▶ _Assignment_:
Repeat precisely the span of lines below that opens with the line containing "like x=87, y=370." and closes with the line containing "like x=254, y=412.", both included.

▶ _Data to use_:
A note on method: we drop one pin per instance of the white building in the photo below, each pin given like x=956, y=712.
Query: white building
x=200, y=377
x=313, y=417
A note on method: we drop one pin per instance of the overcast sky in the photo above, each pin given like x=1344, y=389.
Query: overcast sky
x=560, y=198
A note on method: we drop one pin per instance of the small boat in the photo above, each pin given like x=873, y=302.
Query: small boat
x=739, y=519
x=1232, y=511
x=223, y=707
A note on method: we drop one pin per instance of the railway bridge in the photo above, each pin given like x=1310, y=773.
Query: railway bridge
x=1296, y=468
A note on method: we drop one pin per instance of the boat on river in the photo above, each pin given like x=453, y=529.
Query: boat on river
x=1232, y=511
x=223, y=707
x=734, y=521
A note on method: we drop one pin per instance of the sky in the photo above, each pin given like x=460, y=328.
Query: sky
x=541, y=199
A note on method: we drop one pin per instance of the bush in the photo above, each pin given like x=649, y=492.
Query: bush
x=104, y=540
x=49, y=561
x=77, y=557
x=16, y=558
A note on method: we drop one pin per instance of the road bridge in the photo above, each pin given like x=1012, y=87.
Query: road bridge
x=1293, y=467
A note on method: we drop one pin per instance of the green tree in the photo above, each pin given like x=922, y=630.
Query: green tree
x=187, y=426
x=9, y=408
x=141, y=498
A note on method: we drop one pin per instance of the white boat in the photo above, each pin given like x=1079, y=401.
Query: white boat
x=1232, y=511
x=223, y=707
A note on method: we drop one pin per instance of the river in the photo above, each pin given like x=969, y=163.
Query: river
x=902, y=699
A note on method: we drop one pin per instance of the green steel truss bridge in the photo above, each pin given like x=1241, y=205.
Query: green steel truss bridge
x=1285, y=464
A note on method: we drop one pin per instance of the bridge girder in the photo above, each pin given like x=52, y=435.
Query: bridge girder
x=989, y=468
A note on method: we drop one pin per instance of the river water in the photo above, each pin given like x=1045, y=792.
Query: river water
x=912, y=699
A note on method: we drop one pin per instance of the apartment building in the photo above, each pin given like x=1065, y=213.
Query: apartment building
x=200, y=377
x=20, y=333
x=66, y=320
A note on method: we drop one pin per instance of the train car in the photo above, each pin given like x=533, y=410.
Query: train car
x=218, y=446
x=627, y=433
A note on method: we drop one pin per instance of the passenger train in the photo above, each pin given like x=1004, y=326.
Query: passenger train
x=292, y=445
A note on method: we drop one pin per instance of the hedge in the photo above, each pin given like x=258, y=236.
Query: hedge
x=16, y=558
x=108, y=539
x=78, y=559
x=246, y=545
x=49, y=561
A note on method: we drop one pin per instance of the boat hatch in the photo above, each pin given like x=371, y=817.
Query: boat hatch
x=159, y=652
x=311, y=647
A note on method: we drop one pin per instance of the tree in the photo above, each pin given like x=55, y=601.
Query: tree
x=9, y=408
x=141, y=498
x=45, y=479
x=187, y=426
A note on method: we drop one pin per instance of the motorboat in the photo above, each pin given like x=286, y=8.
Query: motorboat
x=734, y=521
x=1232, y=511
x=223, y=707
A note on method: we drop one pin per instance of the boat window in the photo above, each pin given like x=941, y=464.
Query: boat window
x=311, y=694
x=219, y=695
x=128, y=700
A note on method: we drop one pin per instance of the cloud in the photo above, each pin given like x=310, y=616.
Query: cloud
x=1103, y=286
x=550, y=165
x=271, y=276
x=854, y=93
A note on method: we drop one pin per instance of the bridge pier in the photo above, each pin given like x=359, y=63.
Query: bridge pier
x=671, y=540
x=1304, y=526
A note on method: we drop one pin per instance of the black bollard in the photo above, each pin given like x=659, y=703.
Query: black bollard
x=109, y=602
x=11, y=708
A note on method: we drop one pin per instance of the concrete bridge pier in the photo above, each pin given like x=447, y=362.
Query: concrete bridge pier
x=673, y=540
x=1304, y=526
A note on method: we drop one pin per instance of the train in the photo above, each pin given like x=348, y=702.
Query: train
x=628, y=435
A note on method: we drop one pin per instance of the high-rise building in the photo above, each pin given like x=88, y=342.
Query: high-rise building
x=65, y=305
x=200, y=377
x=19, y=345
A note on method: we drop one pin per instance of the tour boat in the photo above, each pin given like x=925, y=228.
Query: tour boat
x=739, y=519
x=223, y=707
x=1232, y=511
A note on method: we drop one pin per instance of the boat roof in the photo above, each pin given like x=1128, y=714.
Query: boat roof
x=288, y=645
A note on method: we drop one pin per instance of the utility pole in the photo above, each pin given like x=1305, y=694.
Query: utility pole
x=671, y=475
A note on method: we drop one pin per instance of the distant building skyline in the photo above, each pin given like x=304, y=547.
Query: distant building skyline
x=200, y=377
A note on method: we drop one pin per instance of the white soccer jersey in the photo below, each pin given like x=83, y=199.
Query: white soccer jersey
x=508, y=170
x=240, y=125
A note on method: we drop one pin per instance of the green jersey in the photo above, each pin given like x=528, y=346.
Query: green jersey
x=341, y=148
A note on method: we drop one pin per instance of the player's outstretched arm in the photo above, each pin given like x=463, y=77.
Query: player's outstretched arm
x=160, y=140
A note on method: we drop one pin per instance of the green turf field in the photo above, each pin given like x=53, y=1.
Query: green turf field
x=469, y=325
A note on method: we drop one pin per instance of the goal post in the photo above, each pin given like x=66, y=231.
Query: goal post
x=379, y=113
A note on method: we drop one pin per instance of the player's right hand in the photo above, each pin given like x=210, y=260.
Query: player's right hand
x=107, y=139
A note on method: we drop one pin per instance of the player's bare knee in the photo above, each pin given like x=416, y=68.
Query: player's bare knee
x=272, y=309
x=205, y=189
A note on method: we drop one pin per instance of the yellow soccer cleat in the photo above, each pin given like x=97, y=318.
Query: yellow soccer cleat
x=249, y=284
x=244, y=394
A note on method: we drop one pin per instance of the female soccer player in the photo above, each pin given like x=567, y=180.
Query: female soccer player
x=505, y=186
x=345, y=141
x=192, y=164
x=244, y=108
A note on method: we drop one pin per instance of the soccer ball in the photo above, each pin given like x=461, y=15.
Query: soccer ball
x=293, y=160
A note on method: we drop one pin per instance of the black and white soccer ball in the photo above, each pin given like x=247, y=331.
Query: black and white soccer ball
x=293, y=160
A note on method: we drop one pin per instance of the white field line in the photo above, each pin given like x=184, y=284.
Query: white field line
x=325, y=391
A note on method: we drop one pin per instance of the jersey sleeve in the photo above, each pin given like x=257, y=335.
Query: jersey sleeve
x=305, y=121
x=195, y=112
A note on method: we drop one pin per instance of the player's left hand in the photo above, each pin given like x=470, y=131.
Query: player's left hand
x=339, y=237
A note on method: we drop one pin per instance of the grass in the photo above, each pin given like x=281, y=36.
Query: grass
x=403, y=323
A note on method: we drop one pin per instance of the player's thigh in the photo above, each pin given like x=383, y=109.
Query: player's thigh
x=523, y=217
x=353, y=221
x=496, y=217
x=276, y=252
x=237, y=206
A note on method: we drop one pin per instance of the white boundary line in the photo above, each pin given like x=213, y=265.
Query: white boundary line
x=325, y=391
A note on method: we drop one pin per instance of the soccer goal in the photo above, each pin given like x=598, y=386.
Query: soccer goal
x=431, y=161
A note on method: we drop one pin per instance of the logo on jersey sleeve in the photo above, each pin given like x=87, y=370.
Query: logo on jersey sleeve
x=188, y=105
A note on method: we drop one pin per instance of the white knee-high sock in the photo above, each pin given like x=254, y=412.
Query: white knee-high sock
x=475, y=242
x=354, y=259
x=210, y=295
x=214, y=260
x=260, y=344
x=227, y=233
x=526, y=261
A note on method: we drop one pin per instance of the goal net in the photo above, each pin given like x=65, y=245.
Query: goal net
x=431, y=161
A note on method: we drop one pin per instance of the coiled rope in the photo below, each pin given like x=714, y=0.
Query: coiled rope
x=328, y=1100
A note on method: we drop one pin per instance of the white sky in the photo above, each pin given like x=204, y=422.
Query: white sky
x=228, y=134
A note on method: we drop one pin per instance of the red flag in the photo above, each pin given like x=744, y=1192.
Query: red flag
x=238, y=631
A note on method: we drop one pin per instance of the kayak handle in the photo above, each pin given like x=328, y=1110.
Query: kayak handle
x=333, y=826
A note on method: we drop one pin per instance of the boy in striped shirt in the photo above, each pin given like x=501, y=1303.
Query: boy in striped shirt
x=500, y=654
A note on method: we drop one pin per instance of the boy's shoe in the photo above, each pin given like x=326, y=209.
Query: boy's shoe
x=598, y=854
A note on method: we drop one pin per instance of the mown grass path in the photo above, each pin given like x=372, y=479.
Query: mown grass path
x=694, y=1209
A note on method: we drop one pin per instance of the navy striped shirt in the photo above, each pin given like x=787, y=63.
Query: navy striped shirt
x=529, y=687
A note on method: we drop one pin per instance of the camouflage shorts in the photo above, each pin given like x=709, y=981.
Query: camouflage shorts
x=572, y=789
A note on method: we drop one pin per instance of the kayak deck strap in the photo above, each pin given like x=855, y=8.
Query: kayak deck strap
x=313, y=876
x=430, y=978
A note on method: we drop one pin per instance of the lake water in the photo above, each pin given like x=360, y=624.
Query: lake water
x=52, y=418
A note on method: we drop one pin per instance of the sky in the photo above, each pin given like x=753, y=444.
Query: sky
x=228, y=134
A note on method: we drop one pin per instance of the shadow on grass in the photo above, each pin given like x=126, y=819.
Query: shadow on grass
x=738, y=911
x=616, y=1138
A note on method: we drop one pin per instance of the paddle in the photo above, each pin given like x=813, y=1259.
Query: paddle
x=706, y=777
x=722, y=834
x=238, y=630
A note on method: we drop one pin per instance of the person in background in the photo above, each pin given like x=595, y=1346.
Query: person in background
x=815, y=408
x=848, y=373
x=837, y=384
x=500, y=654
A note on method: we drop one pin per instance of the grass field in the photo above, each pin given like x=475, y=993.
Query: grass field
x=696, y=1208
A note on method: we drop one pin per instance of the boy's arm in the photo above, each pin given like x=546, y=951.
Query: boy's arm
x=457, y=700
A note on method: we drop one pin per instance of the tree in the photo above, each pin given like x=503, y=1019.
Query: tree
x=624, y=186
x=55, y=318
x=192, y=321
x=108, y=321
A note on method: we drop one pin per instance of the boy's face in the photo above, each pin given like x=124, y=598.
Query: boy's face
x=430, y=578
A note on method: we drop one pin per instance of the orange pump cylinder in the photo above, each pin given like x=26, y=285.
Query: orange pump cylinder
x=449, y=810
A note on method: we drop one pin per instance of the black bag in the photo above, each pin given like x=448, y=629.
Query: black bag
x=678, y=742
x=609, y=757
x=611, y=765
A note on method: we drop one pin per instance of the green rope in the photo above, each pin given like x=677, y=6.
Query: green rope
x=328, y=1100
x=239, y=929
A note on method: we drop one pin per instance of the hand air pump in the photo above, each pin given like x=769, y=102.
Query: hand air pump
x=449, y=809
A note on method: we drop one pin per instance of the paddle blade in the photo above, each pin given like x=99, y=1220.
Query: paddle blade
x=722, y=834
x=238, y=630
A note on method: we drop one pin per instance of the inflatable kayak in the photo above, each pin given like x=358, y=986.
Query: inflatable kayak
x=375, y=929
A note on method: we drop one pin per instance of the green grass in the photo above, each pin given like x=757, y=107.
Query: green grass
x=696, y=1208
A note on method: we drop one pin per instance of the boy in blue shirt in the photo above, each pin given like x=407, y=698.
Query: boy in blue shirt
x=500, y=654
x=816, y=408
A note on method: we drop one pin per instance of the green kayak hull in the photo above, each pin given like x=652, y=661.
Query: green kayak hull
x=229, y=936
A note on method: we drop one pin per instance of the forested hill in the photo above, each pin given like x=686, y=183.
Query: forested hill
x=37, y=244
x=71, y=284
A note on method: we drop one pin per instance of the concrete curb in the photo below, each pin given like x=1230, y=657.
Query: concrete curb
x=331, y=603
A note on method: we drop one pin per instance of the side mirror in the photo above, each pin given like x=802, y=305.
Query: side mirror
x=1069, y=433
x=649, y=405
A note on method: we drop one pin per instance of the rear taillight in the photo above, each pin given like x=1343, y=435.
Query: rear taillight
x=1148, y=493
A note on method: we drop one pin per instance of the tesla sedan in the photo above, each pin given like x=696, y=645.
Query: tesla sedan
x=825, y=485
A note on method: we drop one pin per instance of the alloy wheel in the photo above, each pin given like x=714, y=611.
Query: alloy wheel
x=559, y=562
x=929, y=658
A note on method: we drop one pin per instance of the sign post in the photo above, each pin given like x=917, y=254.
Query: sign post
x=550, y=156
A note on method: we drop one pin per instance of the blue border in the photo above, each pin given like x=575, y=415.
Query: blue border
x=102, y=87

▶ _Solution to the exercise_:
A note on method: we drop one pin per instance of the logo on jersey sleeve in the photo above, each pin given like x=87, y=370.
Query: logo on jersey sleeve
x=188, y=105
A note on method: we drop one pin per instance of the white knee-high sock in the photo above, each pin given like x=254, y=412.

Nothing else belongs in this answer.